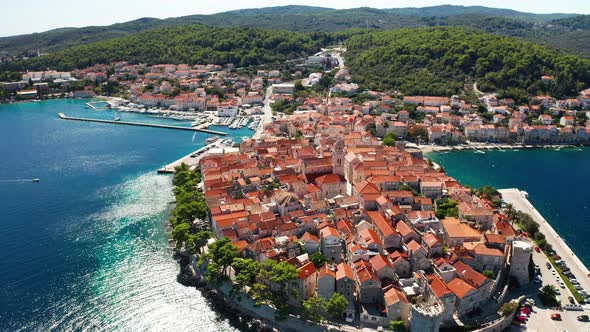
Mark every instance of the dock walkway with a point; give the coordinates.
(519, 202)
(142, 124)
(200, 153)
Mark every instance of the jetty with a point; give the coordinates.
(518, 200)
(191, 159)
(142, 124)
..............................
Brief
Format the listing from the line containing "Mark every instance of the jetty" down to its last line as a Markdown table with the columns Row and Line, one numbered row per line, leaving out any blank lines.

Written solution
| Row | Line |
|---|---|
| 1 | Mark every instance of the jetty with a point; give the coordinates. |
| 2 | (518, 200) |
| 3 | (191, 159) |
| 4 | (142, 124) |